§ **Assigned task**
Set down, please, the line that contains "here is a sample" and every line that follows it to the end of the records, exactly; do not include pictures.

§ **Exercise materials**
━━━

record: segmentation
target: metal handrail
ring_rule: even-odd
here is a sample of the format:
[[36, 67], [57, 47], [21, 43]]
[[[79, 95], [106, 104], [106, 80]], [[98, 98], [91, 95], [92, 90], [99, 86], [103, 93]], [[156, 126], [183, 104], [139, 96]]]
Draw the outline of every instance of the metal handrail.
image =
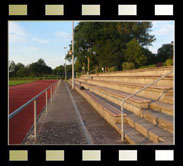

━━━

§ **Worked solution**
here is a sample of the format:
[[36, 67], [57, 47], [21, 43]]
[[[79, 95], [106, 104], [106, 80]], [[98, 98], [91, 95], [92, 90], [99, 86], [103, 93]], [[156, 126], [183, 104], [139, 96]]]
Draw the outline of every instance of the metal handrail.
image =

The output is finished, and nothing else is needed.